──────── Material for this exercise
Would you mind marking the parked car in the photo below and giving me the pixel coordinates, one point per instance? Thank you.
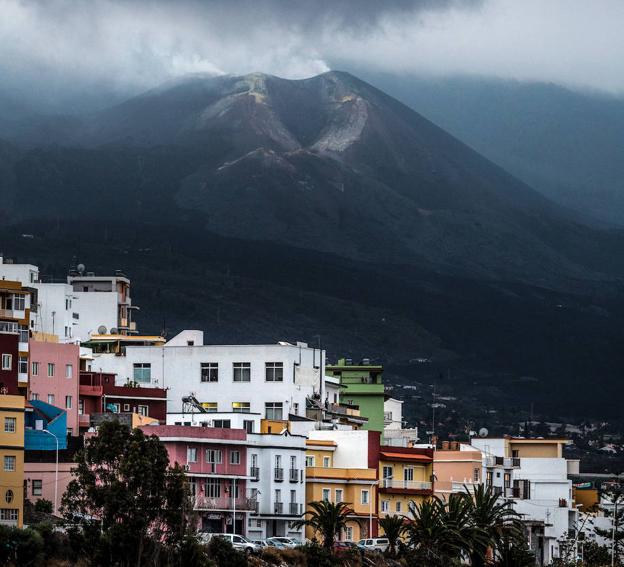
(375, 544)
(283, 542)
(238, 542)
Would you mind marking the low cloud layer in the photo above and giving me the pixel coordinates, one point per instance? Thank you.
(130, 45)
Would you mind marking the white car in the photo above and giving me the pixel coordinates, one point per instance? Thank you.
(283, 542)
(376, 543)
(241, 543)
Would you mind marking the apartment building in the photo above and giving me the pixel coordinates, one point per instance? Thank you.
(99, 393)
(457, 467)
(11, 460)
(533, 474)
(362, 385)
(54, 377)
(16, 304)
(406, 476)
(277, 482)
(272, 380)
(341, 466)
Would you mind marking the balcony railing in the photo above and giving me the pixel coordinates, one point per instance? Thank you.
(225, 503)
(406, 484)
(7, 327)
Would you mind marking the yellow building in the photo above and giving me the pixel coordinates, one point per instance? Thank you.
(356, 487)
(406, 476)
(11, 460)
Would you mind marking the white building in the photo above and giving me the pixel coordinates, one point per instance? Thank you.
(277, 468)
(533, 474)
(73, 311)
(271, 380)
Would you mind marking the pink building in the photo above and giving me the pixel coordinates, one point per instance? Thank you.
(456, 467)
(216, 465)
(53, 377)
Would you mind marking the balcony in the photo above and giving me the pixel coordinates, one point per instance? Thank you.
(398, 484)
(242, 503)
(7, 327)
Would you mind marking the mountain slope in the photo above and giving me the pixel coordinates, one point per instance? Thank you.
(328, 163)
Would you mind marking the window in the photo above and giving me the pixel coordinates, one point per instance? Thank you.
(214, 456)
(10, 424)
(209, 371)
(8, 514)
(274, 410)
(213, 488)
(142, 372)
(274, 371)
(9, 463)
(242, 371)
(241, 407)
(19, 302)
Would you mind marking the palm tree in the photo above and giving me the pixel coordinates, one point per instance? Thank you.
(393, 527)
(435, 542)
(326, 519)
(495, 519)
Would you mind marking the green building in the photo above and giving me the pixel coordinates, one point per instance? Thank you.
(362, 385)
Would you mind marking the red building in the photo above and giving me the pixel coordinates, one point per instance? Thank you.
(216, 465)
(99, 394)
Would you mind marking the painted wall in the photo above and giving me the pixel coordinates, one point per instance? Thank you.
(64, 389)
(12, 444)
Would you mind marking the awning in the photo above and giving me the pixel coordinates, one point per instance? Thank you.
(405, 457)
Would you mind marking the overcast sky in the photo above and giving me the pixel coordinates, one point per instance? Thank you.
(130, 45)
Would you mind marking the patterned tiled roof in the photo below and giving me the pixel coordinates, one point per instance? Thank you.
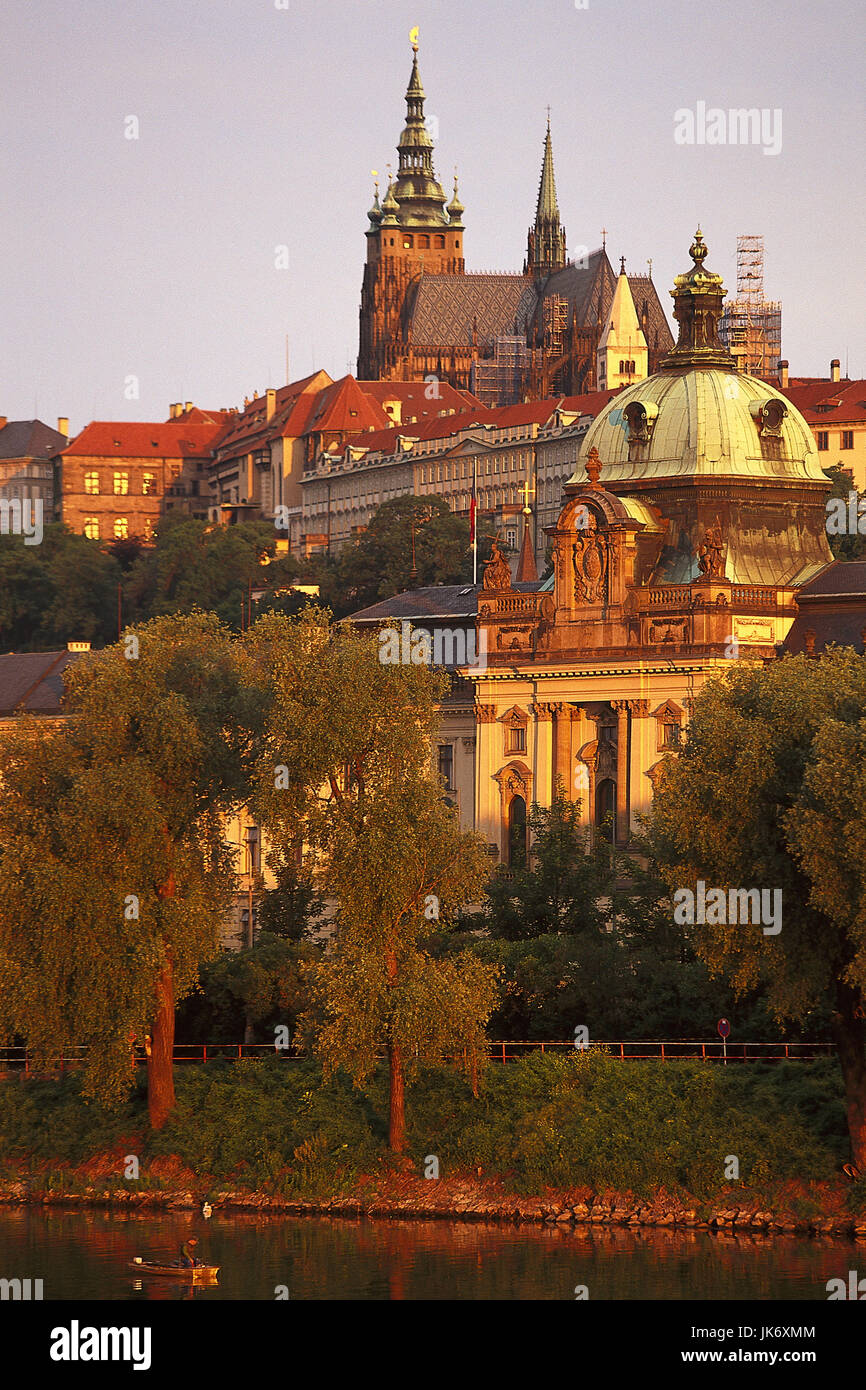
(444, 309)
(132, 439)
(29, 439)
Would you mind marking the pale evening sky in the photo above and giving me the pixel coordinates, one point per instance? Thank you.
(259, 127)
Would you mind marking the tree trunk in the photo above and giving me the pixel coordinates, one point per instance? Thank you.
(160, 1057)
(396, 1121)
(850, 1036)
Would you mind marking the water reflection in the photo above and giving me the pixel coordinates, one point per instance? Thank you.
(84, 1254)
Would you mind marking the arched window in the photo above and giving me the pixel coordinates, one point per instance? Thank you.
(517, 833)
(605, 808)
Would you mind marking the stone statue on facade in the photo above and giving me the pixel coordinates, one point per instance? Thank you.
(712, 553)
(496, 570)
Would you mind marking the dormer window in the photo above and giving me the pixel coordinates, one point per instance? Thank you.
(669, 726)
(641, 420)
(769, 416)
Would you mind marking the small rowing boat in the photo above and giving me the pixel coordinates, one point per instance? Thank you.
(196, 1273)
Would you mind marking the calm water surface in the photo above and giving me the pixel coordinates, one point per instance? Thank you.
(85, 1255)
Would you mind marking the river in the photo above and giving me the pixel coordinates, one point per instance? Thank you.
(84, 1254)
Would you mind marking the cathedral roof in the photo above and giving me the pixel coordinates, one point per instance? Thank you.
(134, 439)
(698, 417)
(446, 309)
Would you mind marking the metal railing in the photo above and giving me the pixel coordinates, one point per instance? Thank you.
(18, 1061)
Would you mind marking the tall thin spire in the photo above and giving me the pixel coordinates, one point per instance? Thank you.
(546, 207)
(416, 189)
(546, 239)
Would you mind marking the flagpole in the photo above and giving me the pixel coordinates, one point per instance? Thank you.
(474, 506)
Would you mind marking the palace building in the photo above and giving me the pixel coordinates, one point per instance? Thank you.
(694, 517)
(505, 337)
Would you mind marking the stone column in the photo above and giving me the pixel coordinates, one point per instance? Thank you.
(622, 830)
(488, 755)
(641, 756)
(562, 759)
(545, 762)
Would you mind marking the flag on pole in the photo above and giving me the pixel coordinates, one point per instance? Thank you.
(473, 526)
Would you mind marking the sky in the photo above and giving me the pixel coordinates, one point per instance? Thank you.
(138, 271)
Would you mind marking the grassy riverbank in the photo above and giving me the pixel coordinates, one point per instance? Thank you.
(545, 1123)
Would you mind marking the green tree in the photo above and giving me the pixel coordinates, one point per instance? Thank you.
(111, 852)
(346, 756)
(292, 906)
(845, 546)
(259, 987)
(768, 792)
(60, 591)
(214, 567)
(560, 886)
(380, 563)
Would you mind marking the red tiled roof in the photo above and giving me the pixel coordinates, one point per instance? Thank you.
(502, 417)
(416, 402)
(345, 406)
(202, 417)
(291, 407)
(591, 403)
(132, 439)
(830, 402)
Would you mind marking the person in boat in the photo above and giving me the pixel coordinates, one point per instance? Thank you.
(188, 1260)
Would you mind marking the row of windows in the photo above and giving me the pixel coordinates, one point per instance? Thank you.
(121, 481)
(423, 243)
(445, 471)
(120, 528)
(845, 439)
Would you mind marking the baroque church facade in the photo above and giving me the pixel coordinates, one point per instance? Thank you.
(692, 520)
(505, 337)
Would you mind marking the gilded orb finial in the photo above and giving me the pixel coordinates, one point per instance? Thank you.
(698, 249)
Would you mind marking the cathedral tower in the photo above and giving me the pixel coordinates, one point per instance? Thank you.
(546, 241)
(410, 234)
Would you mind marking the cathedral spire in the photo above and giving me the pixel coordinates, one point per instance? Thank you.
(417, 192)
(546, 241)
(698, 295)
(548, 207)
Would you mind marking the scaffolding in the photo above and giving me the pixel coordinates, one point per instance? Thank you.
(499, 378)
(751, 325)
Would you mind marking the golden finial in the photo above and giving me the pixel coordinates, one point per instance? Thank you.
(698, 249)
────────────────
Copy out all of the entries above, line for line and unchanged, omitting the pictures.

Would you mind marking the parked car in the photo below and giving me the pixel coordinates, one point per instance? Thank you.
(375, 544)
(283, 542)
(238, 542)
Would you mind marking the low cloud layer in the photo above and giving me the pixel coordinates, one point per instance? Thank you.
(130, 45)
Would you mind marking the white car in the photo above and giving me the pixel coordinates, one point per instance? Thank you.
(283, 542)
(376, 543)
(241, 543)
Would you mind marking the apartment building in the photo above and giving me the pixel coordinates, one point per instance? Thank you.
(99, 393)
(457, 467)
(11, 460)
(533, 474)
(362, 385)
(54, 377)
(16, 304)
(406, 476)
(277, 482)
(272, 380)
(341, 466)
Would you mind marking the balcony railing in the photo above and giving me the pixel coordinates, one point per instance? Thank you.
(225, 503)
(406, 484)
(7, 327)
Would you mind marking the yellow building in the photo above and giving me the pixel coordinates, one point per instance? Thank you.
(356, 487)
(406, 476)
(11, 460)
Would you mind marking the white building in the photo above and giving me the pixel coordinates, one point per instance? Thank you.
(277, 468)
(533, 474)
(73, 311)
(271, 380)
Would you mind marking the pink building in the photo above and giving me the pixel coordinates, one point per instance? Thank you.
(456, 467)
(216, 465)
(53, 377)
Would you mind marking the balcony in the photo above and giving me the pixel coordinates, one point per instance? Thank you.
(398, 484)
(242, 503)
(7, 327)
Would you mind marking the mountain slope in the photo above and giving me the pixel coordinates, one point per instance? Thank you.
(328, 163)
Would you mind marking the window in the photo above and giving me the pixel coordinates, one point per instance? Thank you.
(214, 456)
(10, 424)
(209, 371)
(8, 514)
(274, 410)
(213, 488)
(142, 372)
(274, 371)
(9, 463)
(242, 371)
(241, 407)
(19, 302)
Would you mind marking the palm tree in the photo above and giving me the pixel coordinates, one point per instance? Thank you.
(393, 527)
(435, 542)
(326, 519)
(495, 519)
Would you mind marking the green building in the photo above and giving me the pixel coordinates, one point per instance? Thank you.
(362, 385)
Would you mind marking the red building in the photo above and giving me the pixel coordinates, one point per instance? Thank you.
(216, 465)
(99, 394)
Would you mind marking the painted wall in the photo above and giving me the pixel coordinates, one point per instance? Thank you.
(64, 389)
(12, 444)
Would you mind marking the awning in the photo above and giving me the pixel coordinates, one point per instance? Thank you.
(405, 457)
Would you mind marking the overcast sky in the photo above and giving me the pixel coordinates, one point per instance? Thank you.
(130, 45)
Would you mind marking the patterned tiled roof in the photo below and giving me the pixel coordinates, one point per instance? Thank you.
(444, 309)
(132, 439)
(29, 439)
Would you mind marking the pale evening sky in the photo above and giving me the pixel coordinates, one point per instance? Thank you.
(259, 127)
Would you mind marking the tree trunk in the photo above and giving me the pixel coordinates, one point per instance? Thank you.
(160, 1057)
(396, 1121)
(850, 1036)
Would you mind marking the water reflection in the photo above and giving me the pixel coordinates, one point per instance? Thank you.
(84, 1254)
Would you mind marking the arched window in the photo above and giving me the pixel coordinates, one point per instance? Thank you.
(517, 833)
(605, 808)
Would you mind marking the stone statue on facade in the photo above and giving me the pixel coordinates, one point per instance? Thank you.
(712, 553)
(496, 570)
Would you mind marking the dormer window in the photo above and giving me the pixel coordinates, one point per instance? Thank you.
(669, 726)
(641, 420)
(769, 416)
Would you mind marking the small rowing boat in the photo above and giving me the pixel coordinates, one point per instance? Thank you.
(196, 1273)
Would you mind marking the calm water surface in the photo above and giving me the pixel coordinates, one point per instance? Thank you.
(85, 1255)
Would you mind marking the river in the photo above and giving me the pixel coordinates, one point per instance? Thank you.
(84, 1254)
Would you mind marking the cathedral roof in the photo above and giving me the pixel coordinates, one point per instance? Thank you.
(134, 439)
(698, 417)
(446, 309)
Would you mind marking the metal railing in the photo above and giving me the pixel coordinates, one point per instance? Thank you.
(18, 1061)
Would you mind marking the tall thin spire in the photo above and giving me the pixel coordinates, one point per instance? Thank you.
(546, 207)
(416, 189)
(546, 239)
Would you mind marking the flagpole in the photo above and giving me the pixel coordinates, one point per instance? Thank you.
(474, 506)
Would you mind marking the palace building in the photo above and giving me the pixel coordinates, one point per instance? Thank you.
(694, 517)
(505, 337)
Would you mind marking the stone column in the photo above and giving me the pixel coordinates, one point per instance? Thank you.
(622, 830)
(488, 755)
(641, 756)
(562, 759)
(545, 762)
Would you mind marking the flag on pole in the photo above and giving me the pixel coordinates, one point per instance? Thank you.
(473, 526)
Would you mind marking the sky in the photo above and giving me the pixel coordinates, one point per instance? Thank you.
(138, 271)
Would you mind marking the grassy riverbank in the photo above and giving me the pixel coordinates, one point per instance? Thank you.
(545, 1123)
Would you mind marking the green tree in the photo above and giving me the pixel coordinates, one point per instance? Thank you.
(111, 852)
(346, 756)
(292, 906)
(845, 546)
(259, 987)
(768, 792)
(60, 591)
(214, 567)
(560, 886)
(380, 563)
Would you mind marking the red tiled roof in the photo above and giving me the pixel coordinates, one point per instance? Thank you.
(502, 417)
(416, 402)
(345, 406)
(202, 417)
(291, 407)
(591, 403)
(132, 439)
(830, 402)
Would you mind marking the person in boat in the photo above and giving me the pixel coordinates, one point per instance? Thank you.
(188, 1260)
Would you mind marking the row of windows in the photo above and giving me the pixel coordinates, one point per instance? Thank you.
(121, 481)
(423, 243)
(445, 471)
(120, 528)
(845, 439)
Would you mind marking the baroque church facade in the photo above and giving me the pixel coordinates, one point per instance? Thank you.
(692, 520)
(505, 337)
Would you mind marking the gilded orb finial in the photo above and giving me the pixel coordinates, one point per instance? Thank you.
(698, 249)
Would you mind marking the cathedral tower in the photo above and giving me the pixel coordinates, one point per instance? Thank you.
(546, 241)
(410, 234)
Would you mind marking the cathedral spire in the photo above and giving me the pixel coordinates, one point per instance? Thank you.
(417, 192)
(546, 241)
(698, 295)
(548, 207)
Would you mind marking the scaffolding in the photo above and giving me the pixel coordinates, one point per instance? Thank you.
(499, 378)
(751, 325)
Would you mind marking the golden finial in the photo above and giving me the pixel coordinates, one point per instance? Thank you.
(698, 249)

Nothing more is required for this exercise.